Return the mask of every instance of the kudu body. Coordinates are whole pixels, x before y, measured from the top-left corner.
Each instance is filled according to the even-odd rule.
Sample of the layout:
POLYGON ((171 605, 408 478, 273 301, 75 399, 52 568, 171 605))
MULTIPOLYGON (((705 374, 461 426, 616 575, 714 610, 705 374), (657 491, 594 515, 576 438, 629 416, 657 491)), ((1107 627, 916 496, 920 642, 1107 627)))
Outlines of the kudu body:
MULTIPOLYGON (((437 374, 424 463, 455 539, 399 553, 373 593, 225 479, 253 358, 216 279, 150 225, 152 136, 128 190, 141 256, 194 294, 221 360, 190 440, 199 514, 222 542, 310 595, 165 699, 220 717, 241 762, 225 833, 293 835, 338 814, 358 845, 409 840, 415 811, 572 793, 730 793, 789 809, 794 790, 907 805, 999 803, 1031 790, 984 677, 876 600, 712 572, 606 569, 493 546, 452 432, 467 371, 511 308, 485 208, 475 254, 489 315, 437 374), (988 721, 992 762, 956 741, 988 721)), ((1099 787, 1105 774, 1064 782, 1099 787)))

● ● ●

__Required task__:
Rewrite the lines of the items above with "kudu" replaced by "antelope" everywhere, leaving everything else unchanged.

__Correct response__:
Return the mask of every instance of the antelope body. Coordinates are whole pixels, x before y, measured from the top-left corner.
Each instance is filled according to the even-odd rule.
Sample of the layout:
POLYGON ((171 605, 408 478, 273 301, 75 399, 52 568, 171 605))
MULTIPOLYGON (((705 374, 461 426, 616 575, 714 610, 705 374), (657 491, 594 515, 576 438, 629 416, 657 491)), ((1107 627, 916 496, 920 642, 1107 627)))
Outlines of the antelope body:
MULTIPOLYGON (((437 374, 424 463, 455 539, 399 553, 373 593, 225 479, 253 358, 216 279, 150 225, 152 136, 128 190, 141 256, 194 294, 221 360, 190 440, 199 514, 222 542, 310 595, 165 699, 220 717, 241 762, 225 833, 293 835, 338 814, 358 845, 409 840, 415 811, 572 793, 730 793, 789 809, 794 790, 907 805, 999 803, 1031 790, 984 677, 876 600, 712 572, 606 569, 493 546, 452 432, 467 371, 511 308, 485 208, 475 254, 489 315, 437 374), (988 721, 992 762, 956 741, 988 721)), ((1099 787, 1105 774, 1064 782, 1099 787)))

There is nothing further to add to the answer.